▸ **Task to complete**
Repeat the data precisely as given.

▸ **Records to process**
-=-=-=-=-

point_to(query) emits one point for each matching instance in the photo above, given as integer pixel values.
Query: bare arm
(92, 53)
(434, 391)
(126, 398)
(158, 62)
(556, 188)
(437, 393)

-=-=-=-=-

▸ **Written answer**
point_to(query) emits one point for each matching instance in the photo above, given as integer pixel values.
Query: bare arm
(92, 53)
(434, 391)
(126, 398)
(158, 62)
(556, 188)
(437, 393)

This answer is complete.